• What you need to do:
1) Answer the following questions using the pandas lecture notes.
(a) Who is named as the author of the notes?
(b) What seed value is passed to `np.random.RandomState`?
(c) What are the column names of the `wght` DataFrame?
2) In the pandas lecture notes, list every method that is called on the Series `s`.
3) From the pandas lecture notes, reproduce word for word the part that begins with the words containing "Many other operations" and ends with "s.cumprod()".

• Passage provided:
_ _ _ _ _

<center> 
# R406: Using Python for data analysis and modelling

<br> <br> 

## <center> Pandas — data aggregation, the split-apply-combine paradigm and pivot tables

<br>

<center> **Andrey Vassilev**

<br> 


 

# Outline

1. Aggregation
2. An overview of the split-apply-combine concept
3. Pivot tables

In [None]:
import numpy as np
import pandas as pd
from IPython.display import display

# Aggregation operations for `Series`

These practically mirror the respective operations for arrays:

In [None]:
rng = np.random.RandomState(5)
s = pd.Series(rng.rand(5))
s

In [None]:
s.sum()

In [None]:
s.mean()

Many other operations are available. Here are a few examples to give you ideas:

In [None]:
s.min()

In [None]:
s.prod()

In [None]:
s.cumsum()

In [None]:
s.cumprod()

# Aggregation operations for `DataFrames`

This is the same in spirit to the operations for `Series`. The novelty here is the option to perform an operation rowwise or columnwise.

In [None]:
wght = pd.DataFrame({'Bob':[90,91,89,88,86],
                     'Jane':[68,62,61,59,59], 
                     'Joe':[75,76,77,79,80]},
                 index=pd.date_range(start="20160601",
                                     periods=5,freq='M'))
wght

In [None]:
wght.mean()

_ _ _ _ _

[Stored data]
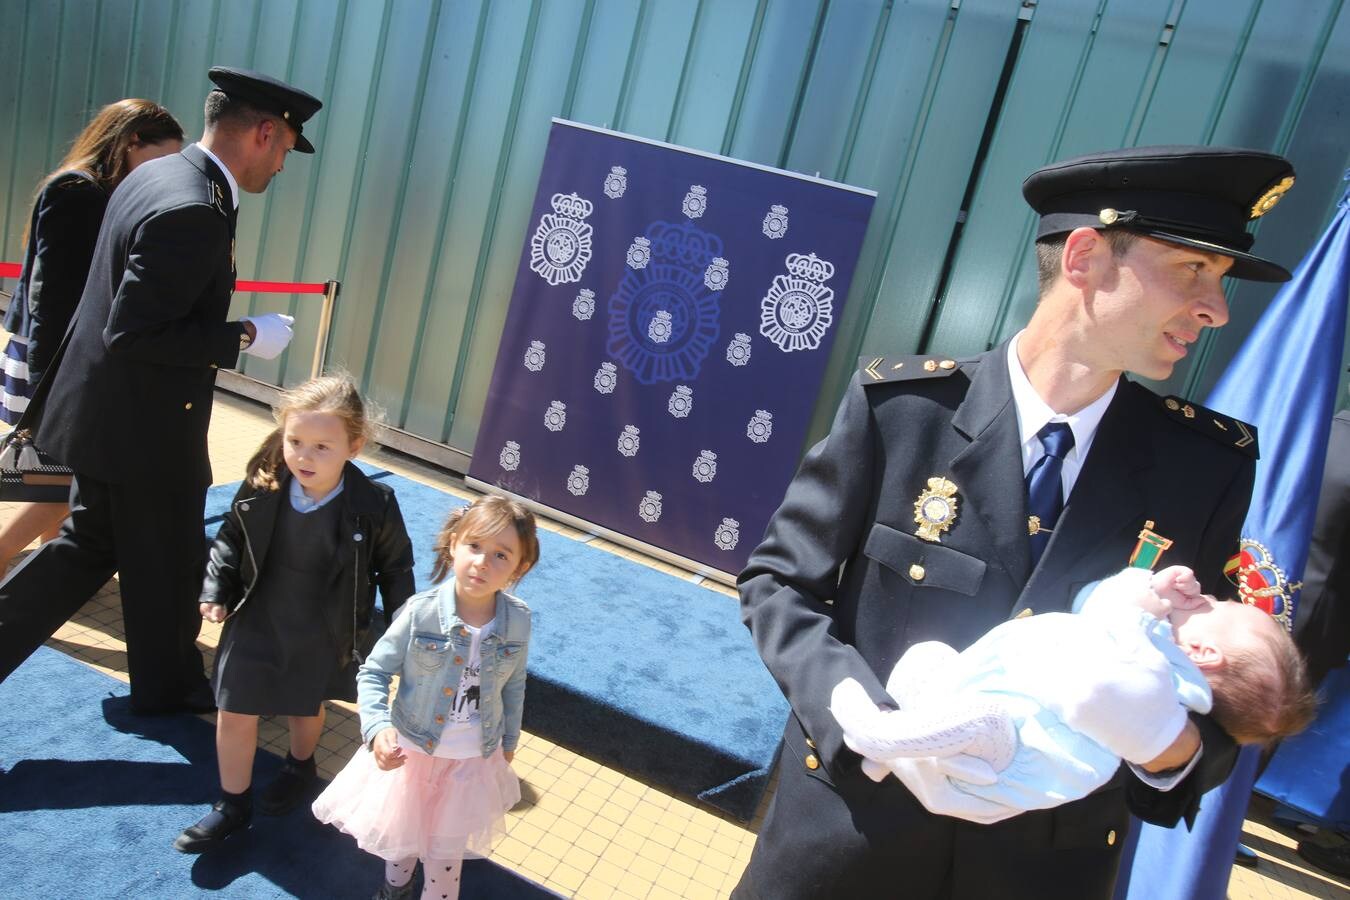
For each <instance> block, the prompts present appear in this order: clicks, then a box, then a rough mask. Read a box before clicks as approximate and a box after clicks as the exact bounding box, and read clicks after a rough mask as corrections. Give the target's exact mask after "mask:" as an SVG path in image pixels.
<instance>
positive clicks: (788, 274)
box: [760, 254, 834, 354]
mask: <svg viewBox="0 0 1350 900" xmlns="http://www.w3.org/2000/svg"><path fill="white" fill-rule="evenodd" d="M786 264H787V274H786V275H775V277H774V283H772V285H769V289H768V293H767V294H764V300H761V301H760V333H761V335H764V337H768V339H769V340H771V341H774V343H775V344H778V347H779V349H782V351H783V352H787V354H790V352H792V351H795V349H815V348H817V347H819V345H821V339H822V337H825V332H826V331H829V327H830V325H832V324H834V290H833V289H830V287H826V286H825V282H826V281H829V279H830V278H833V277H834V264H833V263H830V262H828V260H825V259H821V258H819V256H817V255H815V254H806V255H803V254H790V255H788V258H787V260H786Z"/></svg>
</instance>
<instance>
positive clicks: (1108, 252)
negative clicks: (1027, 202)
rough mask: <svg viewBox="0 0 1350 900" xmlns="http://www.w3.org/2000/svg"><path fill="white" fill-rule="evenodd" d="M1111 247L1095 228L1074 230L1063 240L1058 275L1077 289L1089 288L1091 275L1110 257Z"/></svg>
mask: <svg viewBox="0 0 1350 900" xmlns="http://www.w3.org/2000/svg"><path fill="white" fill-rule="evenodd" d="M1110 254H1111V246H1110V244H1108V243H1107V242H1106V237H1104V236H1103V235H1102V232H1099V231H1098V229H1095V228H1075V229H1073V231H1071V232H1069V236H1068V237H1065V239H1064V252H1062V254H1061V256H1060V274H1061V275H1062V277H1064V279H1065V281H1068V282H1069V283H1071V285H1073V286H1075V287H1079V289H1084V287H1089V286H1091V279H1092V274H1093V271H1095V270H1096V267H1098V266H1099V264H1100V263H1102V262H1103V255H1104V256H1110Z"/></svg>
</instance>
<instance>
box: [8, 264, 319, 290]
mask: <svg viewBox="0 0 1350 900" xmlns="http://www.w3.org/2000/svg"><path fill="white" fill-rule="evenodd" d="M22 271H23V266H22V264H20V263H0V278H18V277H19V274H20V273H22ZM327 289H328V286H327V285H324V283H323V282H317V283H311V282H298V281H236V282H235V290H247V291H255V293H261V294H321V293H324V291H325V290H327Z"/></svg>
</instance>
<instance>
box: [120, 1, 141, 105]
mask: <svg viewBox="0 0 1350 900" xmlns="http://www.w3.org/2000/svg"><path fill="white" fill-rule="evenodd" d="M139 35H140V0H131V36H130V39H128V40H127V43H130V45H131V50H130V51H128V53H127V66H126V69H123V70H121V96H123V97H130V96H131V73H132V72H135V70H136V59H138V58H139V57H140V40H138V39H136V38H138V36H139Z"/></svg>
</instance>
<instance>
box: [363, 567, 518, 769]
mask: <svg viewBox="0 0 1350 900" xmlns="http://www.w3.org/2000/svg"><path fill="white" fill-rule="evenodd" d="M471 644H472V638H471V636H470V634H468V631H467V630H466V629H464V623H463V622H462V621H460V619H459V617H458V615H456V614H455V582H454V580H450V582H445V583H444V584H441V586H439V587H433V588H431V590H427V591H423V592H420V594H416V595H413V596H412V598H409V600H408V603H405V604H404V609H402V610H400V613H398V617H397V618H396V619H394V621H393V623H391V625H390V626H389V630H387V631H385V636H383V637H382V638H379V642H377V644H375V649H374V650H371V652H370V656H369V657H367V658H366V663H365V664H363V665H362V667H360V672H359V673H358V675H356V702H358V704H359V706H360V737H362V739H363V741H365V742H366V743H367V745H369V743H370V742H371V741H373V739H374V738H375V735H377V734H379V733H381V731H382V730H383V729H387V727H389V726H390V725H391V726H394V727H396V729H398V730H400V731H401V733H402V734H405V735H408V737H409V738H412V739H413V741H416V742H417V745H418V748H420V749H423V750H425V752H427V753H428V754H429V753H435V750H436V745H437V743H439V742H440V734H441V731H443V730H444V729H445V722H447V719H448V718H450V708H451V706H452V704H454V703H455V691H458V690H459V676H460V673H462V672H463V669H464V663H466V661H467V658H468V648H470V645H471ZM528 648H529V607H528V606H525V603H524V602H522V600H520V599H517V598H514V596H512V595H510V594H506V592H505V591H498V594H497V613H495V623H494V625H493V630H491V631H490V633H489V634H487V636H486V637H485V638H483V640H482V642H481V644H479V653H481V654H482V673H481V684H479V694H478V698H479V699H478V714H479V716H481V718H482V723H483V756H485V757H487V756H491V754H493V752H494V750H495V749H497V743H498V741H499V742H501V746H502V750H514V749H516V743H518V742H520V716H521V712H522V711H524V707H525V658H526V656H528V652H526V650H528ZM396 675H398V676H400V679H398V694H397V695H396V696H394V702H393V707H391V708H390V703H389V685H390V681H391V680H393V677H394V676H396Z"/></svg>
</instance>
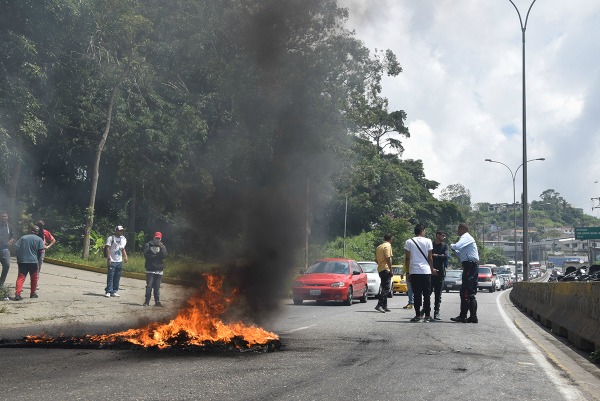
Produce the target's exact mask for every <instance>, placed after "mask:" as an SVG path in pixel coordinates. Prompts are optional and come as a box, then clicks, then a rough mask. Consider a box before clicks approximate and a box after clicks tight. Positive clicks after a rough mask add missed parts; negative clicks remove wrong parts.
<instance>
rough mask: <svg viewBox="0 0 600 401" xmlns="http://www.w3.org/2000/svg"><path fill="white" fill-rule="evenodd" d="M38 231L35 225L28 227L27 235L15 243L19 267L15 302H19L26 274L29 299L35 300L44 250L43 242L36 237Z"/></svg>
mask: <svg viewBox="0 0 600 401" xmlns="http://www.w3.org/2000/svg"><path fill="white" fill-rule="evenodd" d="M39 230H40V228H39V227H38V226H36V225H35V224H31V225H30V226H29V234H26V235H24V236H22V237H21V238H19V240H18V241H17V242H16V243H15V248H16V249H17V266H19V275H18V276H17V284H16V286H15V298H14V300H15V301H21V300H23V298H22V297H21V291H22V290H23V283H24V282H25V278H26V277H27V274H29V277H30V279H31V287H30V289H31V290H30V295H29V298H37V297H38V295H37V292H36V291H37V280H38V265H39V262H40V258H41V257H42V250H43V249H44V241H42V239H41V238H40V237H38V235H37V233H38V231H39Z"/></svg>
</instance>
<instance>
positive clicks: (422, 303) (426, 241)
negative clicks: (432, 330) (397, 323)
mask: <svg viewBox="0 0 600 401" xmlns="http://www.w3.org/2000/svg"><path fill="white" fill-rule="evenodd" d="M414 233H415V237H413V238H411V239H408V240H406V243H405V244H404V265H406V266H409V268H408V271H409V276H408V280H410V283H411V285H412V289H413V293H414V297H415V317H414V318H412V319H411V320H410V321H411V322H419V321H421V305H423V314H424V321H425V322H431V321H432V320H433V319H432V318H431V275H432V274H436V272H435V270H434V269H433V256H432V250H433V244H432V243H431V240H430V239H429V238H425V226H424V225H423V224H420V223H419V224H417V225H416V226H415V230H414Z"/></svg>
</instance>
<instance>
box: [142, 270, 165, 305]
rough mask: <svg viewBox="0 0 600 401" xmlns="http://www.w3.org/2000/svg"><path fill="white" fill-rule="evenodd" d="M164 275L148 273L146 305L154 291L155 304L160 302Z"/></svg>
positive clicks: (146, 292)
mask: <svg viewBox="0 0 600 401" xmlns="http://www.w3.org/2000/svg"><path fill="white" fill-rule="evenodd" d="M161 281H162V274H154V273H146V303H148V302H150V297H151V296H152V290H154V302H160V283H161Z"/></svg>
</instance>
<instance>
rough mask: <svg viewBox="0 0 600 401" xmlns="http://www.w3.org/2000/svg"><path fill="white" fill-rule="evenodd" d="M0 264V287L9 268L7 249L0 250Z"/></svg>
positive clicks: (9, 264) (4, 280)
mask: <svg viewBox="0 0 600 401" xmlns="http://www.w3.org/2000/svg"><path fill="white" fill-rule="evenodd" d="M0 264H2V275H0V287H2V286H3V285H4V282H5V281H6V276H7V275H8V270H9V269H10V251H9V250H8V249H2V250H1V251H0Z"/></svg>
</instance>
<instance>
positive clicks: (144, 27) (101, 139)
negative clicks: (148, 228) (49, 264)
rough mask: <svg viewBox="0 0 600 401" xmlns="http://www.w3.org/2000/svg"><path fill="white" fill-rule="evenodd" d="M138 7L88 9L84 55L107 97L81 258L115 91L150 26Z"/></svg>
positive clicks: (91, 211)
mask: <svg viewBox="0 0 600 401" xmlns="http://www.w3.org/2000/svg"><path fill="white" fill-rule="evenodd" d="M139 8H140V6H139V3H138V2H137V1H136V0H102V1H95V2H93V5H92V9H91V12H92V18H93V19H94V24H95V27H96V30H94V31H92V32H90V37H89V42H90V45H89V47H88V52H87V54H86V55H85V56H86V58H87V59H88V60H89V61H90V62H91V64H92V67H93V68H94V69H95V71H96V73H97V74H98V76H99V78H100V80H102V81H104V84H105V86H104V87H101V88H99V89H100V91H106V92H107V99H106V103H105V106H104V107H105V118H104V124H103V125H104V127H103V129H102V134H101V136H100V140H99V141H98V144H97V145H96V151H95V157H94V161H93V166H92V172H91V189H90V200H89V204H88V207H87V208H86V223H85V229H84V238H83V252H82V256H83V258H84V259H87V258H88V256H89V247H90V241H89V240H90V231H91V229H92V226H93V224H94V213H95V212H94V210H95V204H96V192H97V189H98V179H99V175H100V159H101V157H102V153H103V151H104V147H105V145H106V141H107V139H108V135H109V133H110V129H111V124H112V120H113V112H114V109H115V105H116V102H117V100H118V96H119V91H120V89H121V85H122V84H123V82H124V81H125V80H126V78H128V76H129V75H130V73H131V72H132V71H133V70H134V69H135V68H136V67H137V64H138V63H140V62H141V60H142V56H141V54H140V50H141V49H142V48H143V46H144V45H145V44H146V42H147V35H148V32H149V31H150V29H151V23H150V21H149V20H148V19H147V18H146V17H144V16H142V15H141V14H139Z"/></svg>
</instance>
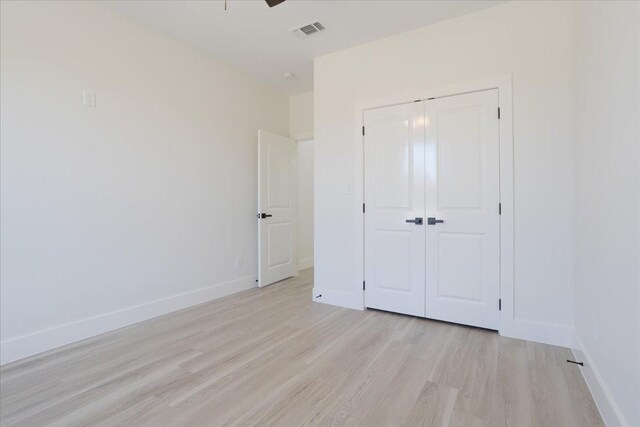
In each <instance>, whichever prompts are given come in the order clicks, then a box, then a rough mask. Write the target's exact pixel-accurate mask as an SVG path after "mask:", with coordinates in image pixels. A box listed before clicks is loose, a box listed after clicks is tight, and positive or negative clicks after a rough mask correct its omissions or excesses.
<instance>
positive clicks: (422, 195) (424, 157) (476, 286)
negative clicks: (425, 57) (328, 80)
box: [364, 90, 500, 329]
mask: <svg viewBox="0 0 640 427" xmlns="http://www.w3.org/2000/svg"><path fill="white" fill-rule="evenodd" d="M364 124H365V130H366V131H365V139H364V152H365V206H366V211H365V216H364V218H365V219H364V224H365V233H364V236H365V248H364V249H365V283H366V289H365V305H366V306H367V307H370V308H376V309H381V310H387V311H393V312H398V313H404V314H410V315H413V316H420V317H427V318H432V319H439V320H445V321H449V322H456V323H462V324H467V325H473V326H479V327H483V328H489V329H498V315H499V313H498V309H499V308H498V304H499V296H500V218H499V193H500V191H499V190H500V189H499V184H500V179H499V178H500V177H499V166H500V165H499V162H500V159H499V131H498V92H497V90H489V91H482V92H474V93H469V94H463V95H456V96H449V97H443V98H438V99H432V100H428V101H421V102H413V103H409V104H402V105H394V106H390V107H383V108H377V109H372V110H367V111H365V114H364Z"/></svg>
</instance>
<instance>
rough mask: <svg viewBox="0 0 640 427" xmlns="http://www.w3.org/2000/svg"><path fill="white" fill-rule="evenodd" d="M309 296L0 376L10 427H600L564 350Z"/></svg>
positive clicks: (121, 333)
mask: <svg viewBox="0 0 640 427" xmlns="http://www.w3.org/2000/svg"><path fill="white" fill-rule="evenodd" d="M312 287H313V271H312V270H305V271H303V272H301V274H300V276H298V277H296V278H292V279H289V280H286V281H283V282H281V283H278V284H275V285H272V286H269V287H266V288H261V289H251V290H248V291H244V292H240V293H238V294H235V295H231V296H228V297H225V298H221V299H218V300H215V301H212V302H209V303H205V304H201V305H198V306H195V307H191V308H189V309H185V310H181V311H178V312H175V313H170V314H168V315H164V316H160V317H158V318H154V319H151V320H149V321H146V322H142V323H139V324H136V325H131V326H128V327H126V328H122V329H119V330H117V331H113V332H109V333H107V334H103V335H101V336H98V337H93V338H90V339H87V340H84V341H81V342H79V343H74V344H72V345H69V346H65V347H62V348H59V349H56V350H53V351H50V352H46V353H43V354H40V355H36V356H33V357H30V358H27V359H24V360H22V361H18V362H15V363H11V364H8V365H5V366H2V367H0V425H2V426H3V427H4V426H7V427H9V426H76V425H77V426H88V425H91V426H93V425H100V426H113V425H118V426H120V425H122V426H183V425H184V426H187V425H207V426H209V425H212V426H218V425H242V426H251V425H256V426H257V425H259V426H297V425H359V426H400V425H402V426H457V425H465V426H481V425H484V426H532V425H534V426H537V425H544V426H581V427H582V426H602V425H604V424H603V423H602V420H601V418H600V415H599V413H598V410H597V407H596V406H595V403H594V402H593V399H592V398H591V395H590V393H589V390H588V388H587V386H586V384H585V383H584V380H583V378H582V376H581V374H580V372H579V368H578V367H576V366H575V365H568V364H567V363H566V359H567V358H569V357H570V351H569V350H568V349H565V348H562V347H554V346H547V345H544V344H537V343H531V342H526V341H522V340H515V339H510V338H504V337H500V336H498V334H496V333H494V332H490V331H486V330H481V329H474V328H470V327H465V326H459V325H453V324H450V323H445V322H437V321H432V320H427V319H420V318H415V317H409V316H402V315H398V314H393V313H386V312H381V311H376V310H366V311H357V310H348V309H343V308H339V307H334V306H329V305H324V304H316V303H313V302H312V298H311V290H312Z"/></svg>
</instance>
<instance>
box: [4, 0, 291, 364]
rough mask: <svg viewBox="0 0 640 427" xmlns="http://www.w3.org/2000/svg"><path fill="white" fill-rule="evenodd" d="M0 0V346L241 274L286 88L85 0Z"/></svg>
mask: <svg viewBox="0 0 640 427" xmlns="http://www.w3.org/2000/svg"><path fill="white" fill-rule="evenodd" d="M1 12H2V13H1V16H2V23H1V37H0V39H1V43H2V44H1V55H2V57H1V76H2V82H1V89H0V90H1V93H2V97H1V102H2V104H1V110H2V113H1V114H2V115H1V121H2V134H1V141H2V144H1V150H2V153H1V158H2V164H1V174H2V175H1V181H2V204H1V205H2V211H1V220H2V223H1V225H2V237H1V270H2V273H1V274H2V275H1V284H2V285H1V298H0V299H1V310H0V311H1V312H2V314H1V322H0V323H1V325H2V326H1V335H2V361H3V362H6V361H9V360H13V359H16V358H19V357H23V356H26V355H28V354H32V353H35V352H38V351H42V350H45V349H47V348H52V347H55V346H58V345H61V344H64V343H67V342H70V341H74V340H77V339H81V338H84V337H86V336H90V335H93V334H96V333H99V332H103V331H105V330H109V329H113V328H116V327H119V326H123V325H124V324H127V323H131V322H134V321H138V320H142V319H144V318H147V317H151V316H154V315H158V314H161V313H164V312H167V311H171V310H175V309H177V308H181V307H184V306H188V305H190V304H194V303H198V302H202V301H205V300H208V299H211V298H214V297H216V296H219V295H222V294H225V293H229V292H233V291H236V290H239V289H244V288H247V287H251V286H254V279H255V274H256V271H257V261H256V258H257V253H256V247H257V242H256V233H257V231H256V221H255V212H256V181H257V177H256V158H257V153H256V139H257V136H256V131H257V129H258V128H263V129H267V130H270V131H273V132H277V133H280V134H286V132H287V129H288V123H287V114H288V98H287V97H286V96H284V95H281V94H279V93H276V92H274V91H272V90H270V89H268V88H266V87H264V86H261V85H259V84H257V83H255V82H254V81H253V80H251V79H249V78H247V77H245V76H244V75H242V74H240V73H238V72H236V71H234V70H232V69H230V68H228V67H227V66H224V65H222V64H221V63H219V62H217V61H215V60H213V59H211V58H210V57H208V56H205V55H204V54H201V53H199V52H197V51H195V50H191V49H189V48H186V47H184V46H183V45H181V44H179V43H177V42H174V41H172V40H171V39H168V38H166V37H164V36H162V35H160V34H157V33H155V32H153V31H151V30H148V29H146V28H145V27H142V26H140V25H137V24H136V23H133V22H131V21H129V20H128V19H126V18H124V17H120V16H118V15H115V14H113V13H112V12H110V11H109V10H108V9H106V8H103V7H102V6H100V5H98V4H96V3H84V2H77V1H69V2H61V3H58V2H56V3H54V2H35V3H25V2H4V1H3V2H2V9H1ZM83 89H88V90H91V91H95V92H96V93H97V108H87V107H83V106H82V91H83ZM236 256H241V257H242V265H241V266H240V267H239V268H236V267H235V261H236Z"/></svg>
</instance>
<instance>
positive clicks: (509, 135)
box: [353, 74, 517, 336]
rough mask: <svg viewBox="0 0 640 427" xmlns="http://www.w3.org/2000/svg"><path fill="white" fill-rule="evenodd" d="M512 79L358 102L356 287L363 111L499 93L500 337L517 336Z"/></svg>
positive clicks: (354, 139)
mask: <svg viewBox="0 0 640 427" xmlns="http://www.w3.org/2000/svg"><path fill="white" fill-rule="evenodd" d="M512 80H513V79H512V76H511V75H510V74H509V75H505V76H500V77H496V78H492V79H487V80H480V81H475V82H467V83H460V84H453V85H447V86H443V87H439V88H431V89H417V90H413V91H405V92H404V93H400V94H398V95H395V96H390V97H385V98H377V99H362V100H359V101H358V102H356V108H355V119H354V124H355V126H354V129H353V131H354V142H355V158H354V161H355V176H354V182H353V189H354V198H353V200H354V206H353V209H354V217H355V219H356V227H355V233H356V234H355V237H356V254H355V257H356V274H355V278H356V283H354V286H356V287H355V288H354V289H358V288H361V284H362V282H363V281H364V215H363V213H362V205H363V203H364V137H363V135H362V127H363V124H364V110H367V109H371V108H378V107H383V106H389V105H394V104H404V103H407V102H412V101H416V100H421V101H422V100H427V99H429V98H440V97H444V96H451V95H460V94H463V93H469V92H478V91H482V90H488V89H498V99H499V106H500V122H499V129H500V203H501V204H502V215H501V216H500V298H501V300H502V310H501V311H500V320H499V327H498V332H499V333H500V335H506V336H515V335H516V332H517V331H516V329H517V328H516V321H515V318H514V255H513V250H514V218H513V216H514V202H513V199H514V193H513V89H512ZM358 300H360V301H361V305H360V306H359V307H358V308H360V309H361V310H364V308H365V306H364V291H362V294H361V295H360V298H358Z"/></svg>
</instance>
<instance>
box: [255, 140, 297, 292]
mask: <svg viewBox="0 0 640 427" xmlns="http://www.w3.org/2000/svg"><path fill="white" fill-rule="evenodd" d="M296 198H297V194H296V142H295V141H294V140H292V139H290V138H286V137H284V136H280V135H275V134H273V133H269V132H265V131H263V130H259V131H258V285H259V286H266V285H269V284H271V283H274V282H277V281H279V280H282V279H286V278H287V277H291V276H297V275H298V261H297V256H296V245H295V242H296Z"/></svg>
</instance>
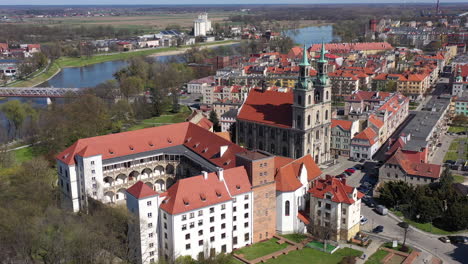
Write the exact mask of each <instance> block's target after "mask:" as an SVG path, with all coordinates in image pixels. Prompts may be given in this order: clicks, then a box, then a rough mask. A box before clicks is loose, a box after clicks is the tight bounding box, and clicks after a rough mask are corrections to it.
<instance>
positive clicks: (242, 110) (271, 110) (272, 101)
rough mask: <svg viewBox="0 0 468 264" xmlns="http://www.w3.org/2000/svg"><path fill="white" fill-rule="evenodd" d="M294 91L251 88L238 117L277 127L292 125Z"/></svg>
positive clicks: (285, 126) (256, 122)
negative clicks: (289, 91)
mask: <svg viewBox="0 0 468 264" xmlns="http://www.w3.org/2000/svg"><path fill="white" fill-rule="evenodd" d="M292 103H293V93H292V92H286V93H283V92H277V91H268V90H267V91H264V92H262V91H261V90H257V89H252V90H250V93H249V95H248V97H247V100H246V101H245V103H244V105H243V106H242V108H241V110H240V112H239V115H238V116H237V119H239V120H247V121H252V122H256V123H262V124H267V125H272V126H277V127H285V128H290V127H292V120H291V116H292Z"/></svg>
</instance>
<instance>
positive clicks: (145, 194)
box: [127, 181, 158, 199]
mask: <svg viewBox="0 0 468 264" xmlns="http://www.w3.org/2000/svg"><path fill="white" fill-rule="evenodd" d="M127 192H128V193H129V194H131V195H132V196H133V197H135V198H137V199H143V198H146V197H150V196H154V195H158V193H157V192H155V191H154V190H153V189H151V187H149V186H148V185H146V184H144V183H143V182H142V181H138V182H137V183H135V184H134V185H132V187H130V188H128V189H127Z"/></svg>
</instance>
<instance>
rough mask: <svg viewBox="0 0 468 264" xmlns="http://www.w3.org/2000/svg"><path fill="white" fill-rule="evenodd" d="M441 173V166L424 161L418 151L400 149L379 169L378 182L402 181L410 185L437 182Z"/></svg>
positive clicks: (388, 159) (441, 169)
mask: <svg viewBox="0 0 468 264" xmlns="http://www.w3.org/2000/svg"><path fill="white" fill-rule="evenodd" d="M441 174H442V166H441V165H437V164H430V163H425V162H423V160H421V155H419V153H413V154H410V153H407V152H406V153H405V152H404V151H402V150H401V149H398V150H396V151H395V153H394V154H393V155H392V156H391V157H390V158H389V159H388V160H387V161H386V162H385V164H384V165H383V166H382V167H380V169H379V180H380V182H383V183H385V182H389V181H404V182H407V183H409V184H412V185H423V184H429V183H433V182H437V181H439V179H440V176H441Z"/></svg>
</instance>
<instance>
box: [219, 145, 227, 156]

_ _ _ _ _

• Answers by item number:
1)
(a) Andrey Vassilev
(b) 5
(c) Bob, Jane, and Joe

2) sum(), mean(), min(), prod(), cumsum(), cumprod()

3)
Many other operations are available. Here are a few examples to give you ideas:

In [None]:
s.min()

In [None]:
s.prod()

In [None]:
s.cumsum()

In [None]:
s.cumprod()